> [Source]
Kitman Labs works with a number of basketball teams at the professional and collegiate level. In this article we summarise some of our latest findings, focusing on 2 areas:
1. The assessment and enhancement of performance, and
2. The assessment and mitigation of injury risk.
MEASURES OF PERFORMANCE
What do we mean by performance?. In the NBA, to guarantee a playoff place, teams need to win 49 games in season in the Western and 43 in the Eastern Conference.
In this graph we use salary as a measure of player quality, and we only include the salary for players who were available (not injured) to play during each game.
Unsurprisingly, there is a strong correlation between the quality of the players available on each team’s roster and the number of wins which the teams achieve each season.
Clearly, this is not a perfect relationship – statistically, over the last 5 seasons, player quality (measured in this way) appears to account for around 30% of the variation in the number of wins a team achieves.
WHAT ELSE CORRELATES WITH WINS?
Below are examples of some metrics from Kitman Labs’ basketball data set which have all been collected by S&C, ATs or sports scientist from professional or collegiate players across multiple seasons.
The graph below shows how change in sleep duration impacts on performance for one team. If an individual sleeps far less than their average the night before a game, they have an increased risk of performing poorly (red zone). If an athlete sleeps either the same amount, or more than normal, there is a higher chance that they will perform well (green zone).
There are a host of other subjective metrics which are also related to performance, in addition to a number of objective variables. Below we can see the relationship between the number of jumps that a player performs in the 7 days prior to a game and their in-game performance. A large decrease in the number of jumps relates to an increased risk of poor performance (red zone).
Although this is only data for one team, we can hypothesise that this is related to undertraining either technical or physical skills components. It appears that players need to maintain frequency of jumping in order to maintain optimal performance, but we can also see an increased chance of poor performance if the player does more jumps than they are typically used to (orange zone), potentially due to fatigue leading into performance. As such, we want our players to remain within the green zone in order to continue to develop their technical, tactical and physical qualities without compromising performance in the short term.

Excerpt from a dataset

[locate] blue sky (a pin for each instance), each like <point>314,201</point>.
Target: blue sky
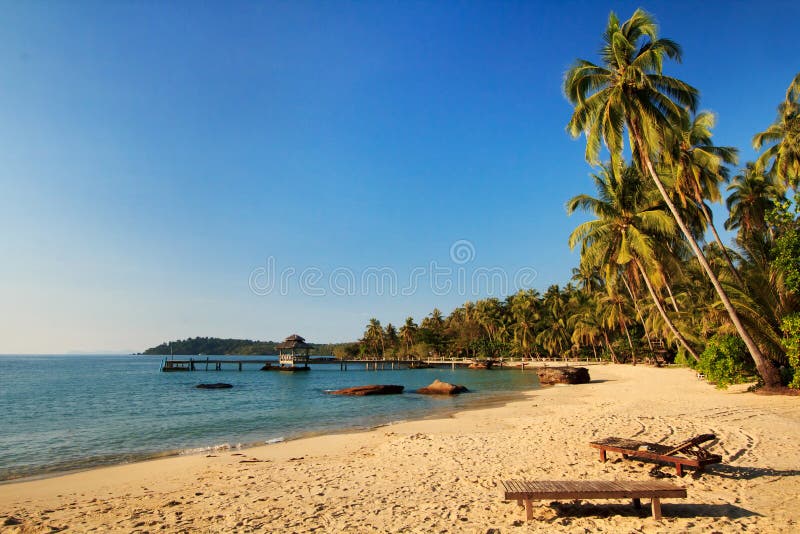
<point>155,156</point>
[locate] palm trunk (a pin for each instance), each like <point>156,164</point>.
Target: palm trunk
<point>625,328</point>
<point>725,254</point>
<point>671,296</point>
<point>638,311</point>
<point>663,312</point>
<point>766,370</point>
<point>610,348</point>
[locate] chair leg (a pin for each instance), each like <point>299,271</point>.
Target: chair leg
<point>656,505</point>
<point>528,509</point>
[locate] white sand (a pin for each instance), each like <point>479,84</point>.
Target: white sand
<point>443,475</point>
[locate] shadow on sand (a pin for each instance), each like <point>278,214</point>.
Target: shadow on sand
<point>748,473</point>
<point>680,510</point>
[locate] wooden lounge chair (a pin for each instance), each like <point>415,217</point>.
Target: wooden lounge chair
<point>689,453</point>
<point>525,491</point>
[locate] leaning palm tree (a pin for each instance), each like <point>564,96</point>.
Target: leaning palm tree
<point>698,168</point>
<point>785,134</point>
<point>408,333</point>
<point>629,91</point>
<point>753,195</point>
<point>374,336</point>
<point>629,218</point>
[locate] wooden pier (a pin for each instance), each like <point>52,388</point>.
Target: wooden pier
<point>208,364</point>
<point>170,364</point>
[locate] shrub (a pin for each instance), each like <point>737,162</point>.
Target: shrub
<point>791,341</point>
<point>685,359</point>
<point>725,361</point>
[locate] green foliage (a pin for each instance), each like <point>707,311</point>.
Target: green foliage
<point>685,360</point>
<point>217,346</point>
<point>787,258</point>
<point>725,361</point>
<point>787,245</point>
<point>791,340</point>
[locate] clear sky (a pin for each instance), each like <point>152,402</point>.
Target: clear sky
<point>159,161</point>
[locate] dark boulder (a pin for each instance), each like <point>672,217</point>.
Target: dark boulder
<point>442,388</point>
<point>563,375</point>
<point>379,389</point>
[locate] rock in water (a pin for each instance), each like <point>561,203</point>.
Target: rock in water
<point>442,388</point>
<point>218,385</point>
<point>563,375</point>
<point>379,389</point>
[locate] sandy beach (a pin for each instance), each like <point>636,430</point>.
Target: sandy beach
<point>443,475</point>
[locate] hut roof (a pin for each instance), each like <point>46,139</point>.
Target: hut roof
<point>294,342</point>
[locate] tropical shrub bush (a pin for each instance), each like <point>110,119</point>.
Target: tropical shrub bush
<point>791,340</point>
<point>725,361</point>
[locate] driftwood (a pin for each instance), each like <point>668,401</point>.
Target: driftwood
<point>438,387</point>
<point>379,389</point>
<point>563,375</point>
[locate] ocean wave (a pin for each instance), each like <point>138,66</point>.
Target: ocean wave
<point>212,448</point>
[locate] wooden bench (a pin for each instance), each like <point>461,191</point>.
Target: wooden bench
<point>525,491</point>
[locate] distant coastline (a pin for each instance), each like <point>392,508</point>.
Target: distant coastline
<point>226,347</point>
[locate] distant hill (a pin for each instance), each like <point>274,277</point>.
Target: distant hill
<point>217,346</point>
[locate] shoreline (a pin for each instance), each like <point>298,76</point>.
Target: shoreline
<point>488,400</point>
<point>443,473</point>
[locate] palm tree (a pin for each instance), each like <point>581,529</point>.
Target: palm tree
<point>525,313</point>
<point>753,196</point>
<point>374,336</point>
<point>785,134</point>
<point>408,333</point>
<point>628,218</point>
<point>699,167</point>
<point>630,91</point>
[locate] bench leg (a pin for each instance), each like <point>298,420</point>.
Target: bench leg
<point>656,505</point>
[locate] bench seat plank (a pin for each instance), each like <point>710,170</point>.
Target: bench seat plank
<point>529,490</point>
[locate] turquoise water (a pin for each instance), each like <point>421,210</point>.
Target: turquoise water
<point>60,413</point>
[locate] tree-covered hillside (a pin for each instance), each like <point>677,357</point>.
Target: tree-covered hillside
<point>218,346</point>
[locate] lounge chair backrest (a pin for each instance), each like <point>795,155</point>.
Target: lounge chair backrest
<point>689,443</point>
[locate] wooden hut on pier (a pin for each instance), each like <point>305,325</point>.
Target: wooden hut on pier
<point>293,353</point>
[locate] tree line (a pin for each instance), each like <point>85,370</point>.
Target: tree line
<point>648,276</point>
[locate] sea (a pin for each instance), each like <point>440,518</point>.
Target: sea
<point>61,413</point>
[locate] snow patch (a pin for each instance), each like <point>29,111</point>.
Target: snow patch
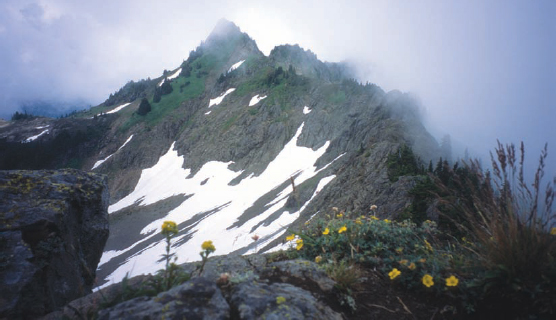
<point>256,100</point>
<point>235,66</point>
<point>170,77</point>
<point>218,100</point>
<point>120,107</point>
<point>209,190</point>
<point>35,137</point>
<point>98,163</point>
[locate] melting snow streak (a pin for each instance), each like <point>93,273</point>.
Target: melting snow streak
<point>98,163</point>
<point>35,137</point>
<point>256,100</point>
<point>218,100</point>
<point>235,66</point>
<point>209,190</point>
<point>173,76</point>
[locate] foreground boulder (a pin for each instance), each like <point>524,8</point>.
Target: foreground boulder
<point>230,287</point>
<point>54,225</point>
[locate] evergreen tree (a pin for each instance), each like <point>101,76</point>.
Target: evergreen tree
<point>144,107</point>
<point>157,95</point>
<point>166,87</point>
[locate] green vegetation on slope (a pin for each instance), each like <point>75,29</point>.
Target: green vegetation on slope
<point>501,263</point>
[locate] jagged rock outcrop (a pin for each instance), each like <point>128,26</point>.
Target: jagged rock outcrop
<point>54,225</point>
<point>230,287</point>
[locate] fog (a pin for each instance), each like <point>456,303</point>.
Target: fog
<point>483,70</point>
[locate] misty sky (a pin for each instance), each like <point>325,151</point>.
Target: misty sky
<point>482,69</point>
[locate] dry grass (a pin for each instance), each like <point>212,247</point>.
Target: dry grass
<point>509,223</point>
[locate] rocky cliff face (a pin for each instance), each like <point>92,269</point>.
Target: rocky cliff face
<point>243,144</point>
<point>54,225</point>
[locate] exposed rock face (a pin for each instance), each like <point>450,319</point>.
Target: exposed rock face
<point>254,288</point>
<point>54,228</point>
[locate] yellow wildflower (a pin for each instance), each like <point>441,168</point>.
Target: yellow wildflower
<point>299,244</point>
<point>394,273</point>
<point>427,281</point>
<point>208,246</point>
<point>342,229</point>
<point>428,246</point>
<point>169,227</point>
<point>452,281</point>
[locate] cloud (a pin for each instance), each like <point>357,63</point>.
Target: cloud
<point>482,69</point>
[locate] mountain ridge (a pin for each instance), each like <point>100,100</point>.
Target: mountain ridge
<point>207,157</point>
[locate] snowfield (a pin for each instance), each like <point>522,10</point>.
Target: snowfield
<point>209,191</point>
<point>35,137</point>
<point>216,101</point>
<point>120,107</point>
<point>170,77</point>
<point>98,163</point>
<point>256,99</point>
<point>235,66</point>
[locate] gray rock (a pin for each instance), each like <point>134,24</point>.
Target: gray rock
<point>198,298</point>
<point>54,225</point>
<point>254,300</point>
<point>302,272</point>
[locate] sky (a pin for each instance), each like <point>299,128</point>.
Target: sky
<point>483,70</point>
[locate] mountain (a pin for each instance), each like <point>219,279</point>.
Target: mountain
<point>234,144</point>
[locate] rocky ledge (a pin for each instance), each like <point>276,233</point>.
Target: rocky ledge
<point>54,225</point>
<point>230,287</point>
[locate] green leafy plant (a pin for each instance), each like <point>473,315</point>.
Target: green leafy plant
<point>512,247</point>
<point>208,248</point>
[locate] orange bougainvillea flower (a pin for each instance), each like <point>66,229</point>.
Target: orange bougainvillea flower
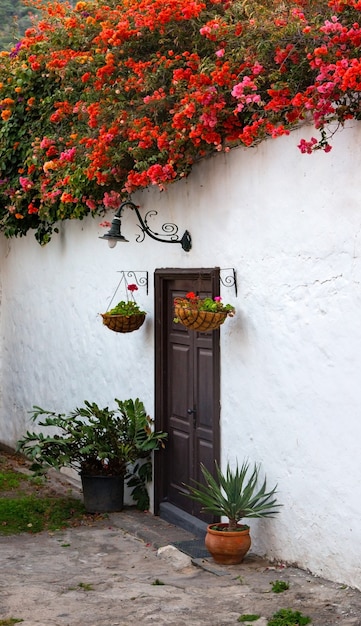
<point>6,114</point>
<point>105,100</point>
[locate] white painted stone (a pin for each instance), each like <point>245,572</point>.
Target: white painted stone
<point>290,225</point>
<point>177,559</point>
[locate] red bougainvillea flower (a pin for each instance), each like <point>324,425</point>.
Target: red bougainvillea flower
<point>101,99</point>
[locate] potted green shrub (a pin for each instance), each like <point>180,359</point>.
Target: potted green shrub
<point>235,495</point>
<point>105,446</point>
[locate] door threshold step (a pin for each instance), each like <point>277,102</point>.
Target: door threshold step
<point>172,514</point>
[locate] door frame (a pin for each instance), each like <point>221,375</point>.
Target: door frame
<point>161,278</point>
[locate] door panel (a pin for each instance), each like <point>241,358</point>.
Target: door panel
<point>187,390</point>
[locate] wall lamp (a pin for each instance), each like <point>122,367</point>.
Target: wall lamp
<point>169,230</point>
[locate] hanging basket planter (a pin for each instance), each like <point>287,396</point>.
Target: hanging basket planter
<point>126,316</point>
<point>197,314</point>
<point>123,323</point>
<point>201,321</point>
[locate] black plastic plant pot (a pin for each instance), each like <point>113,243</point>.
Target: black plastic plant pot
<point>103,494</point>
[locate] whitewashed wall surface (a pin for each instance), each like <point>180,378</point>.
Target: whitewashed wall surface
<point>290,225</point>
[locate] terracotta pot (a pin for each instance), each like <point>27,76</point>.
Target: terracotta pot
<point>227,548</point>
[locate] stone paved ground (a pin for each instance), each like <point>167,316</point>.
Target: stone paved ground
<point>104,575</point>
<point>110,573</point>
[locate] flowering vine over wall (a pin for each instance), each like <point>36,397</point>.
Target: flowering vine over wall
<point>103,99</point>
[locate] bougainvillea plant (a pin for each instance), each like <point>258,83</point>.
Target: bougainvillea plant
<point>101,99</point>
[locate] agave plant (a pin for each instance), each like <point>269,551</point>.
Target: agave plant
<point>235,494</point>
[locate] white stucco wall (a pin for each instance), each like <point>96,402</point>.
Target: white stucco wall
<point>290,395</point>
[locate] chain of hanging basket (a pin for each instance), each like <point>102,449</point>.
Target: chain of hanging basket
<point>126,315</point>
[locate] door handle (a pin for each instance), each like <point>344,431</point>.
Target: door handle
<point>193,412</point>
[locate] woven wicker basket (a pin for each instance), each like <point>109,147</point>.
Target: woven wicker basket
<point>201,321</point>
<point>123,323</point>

> [Tasks]
A – According to the basketball article, how many games must an NBA team win in the Western Conference to guarantee a playoff place?
B – Write out the passage from the basketball article word for word, starting at "In this graph" and ending at "during each game.".

> [Results by task]
A – 49 games.

B –
In this graph we use salary as a measure of player quality, and we only include the salary for players who were available (not injured) to play during each game.